PASSAGE SHOWN>

════════════════

Fifty years ago today, on May Day 1971, thousands of antiwar protesters descended on Washington, DC, to protest the Vietnam War. The ensuing three days of disruptive actions directly confronted the Nixon administration — and resulted in the largest

Antiwar protestors congregate on the steps of the US Capitol on May Day, 1971.,Stuart Lutz / Gado / Getty Images

Fifty years ago this month, I watched 1,200 of my fellow antiwar demonstrators get carted off to jail for simply sitting on the back steps of the Capitol and listening to speeches from two House members.

That bust was the last gasp of three days of mass protest activity in Washington, DC, against the Vietnam War. Kicking off on May 1, the May Day actions resulted in the largest number of civil disobedience–related detentions in US history — 12,000 in all, including a record-breaking single-day total of 7,000 on May 3, 1971.

Organizers of the May 1971 antiwar actions had publicly announced their intention to shut down the nation’s capital by blocking its streets, bridges, and buildings. But that plan was thwarted by nearly twenty thousand local, state, and federal police officers, National Guard members, US Marines, paratroopers from the army’s 82nd Airborne Division, and the 6th Armored Cavalry Regiment from Fort Meade in Maryland.

The crackdown had lasting effects. As L. A. Kauffman argues in her 2017 book, Direct Action, Mayday “influenced grassroots activism for decades to come, laying the groundwork for a new kind of radicalism: decentralized, ideologically diverse, and propelled by direct action.” Lawrence Roberts, who became an award-winning journalist after being detained himself, notes another impact. The Nixon administration’s response, he writes in Mayday 1971, led to “consequential changes to American law and politics, including the rules governing protests in the nation’s capital, which remain in force today.”

A Grand Finale

Mayday was the grand finale of antiwar actions that included the bombing of a Capitol building restroom by the Weather Underground, an occupation of the National Mall by Vietnam Veterans Against the War, and a mass rally organized by the National Peace Action Coalition (NPAC) that drew five hundred thousand people.

════════════════

RECORDED INFORMATION>
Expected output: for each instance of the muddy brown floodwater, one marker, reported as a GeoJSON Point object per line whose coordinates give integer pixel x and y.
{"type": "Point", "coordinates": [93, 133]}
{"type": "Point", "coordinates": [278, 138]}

════════════════

OBJECTIVE>
According to the passage on the May Day 1971 antiwar protests, how many people were detained on May 3, 1971?

OUTPUT OF THE TASK>
7,000 people, a record single-day total.